● Exercise requirements: Arrange every line of the records below as a JSON list of strings, one string per line, with blank lines left out. Leave the pictures out of the list.

● Material to process:
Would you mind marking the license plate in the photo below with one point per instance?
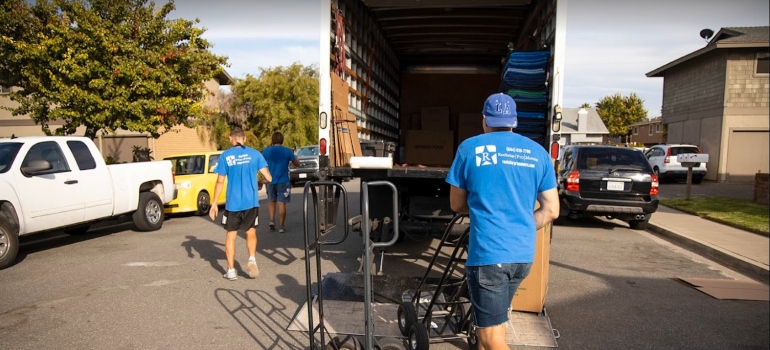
(615, 186)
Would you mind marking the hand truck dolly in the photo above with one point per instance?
(315, 228)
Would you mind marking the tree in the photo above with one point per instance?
(618, 112)
(103, 64)
(281, 99)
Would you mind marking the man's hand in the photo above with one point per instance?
(213, 211)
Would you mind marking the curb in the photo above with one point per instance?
(737, 263)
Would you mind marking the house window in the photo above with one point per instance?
(762, 66)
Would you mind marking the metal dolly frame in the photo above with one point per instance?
(342, 342)
(452, 312)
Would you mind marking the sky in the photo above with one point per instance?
(611, 44)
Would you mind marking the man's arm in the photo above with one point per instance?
(217, 191)
(549, 207)
(458, 200)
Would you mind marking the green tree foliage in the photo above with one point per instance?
(618, 112)
(104, 64)
(281, 99)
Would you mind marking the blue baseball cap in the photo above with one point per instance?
(500, 111)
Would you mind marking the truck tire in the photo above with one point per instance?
(149, 214)
(9, 244)
(203, 203)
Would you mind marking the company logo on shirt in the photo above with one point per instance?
(239, 159)
(486, 155)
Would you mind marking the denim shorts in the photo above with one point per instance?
(491, 289)
(279, 192)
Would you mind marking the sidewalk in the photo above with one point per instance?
(745, 252)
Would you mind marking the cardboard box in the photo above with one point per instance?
(468, 125)
(532, 291)
(429, 147)
(434, 118)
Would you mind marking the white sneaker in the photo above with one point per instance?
(253, 269)
(231, 275)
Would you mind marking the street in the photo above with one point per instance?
(113, 288)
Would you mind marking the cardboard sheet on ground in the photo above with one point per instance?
(729, 289)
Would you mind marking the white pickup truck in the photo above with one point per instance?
(49, 183)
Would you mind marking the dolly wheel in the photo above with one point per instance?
(346, 342)
(407, 316)
(418, 337)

● Finished exercise:
[
  "Would you mind marking the license plate in the photo below with one point per instance?",
  "(615, 186)",
  "Would you mind marking the hand truck dolly in the photo above with one point per instance?",
  "(315, 228)",
  "Would you mind marking the tree in the photo above with one point per instance?",
  "(618, 112)",
  "(103, 64)",
  "(281, 99)",
  "Would you mind marking the man's hand in the photo above with one point per instance?",
  "(213, 211)",
  "Would you mind marking the curb in the photo above with one point per instance?",
  "(737, 263)",
  "Would you mind marking the house window in the photo above with one point per instance?",
  "(762, 66)",
  "Would you mind marking the metal dolly frame in the photo above with one point per instance?",
  "(342, 342)",
  "(452, 312)",
  "Would you mind marking the sky in the photo above with one point per instance?",
  "(611, 44)",
  "Would you mind marking the man's arm in the photo above with one point per instance?",
  "(217, 191)",
  "(549, 207)",
  "(458, 200)",
  "Would you mind marking the green tree foliage in the photo above with one point per instance?",
  "(618, 112)",
  "(104, 64)",
  "(281, 99)",
  "Would you mind marking the blue baseball cap in the photo above with one point per instance?",
  "(500, 111)",
  "Would you mind marking the truck tire in the photo above with one point per instance?",
  "(149, 214)",
  "(9, 244)",
  "(203, 203)",
  "Would you mind marking the company logo on shirt in the photo above with one point per instance?",
  "(239, 159)",
  "(486, 155)",
  "Would you mind marking the denim shorts in the photo above with one point per instance?",
  "(491, 289)",
  "(279, 192)",
  "Would you mind marking the sidewalk in the photo above with one point per instance?",
  "(745, 252)",
  "Would you mind marking the cardboard box in the photo above with one point per instance?",
  "(468, 125)",
  "(532, 291)",
  "(429, 147)",
  "(434, 118)",
  "Would you mind marking the white sneaker in the photo above with one point per instance?",
  "(253, 269)",
  "(231, 275)",
  "Would you mind marking the street in the photo above with one point per instance?",
  "(113, 288)",
  "Would you mind marking the cardboard sheet on ground in the photo above with one point per instance?",
  "(729, 289)",
  "Would you mind marking the white pickup truck in the photo above with one point per instance?",
  "(49, 183)",
  "Would you mind marking the dolly wheel in the photo above with one point per instance?",
  "(346, 342)",
  "(407, 316)",
  "(418, 337)"
]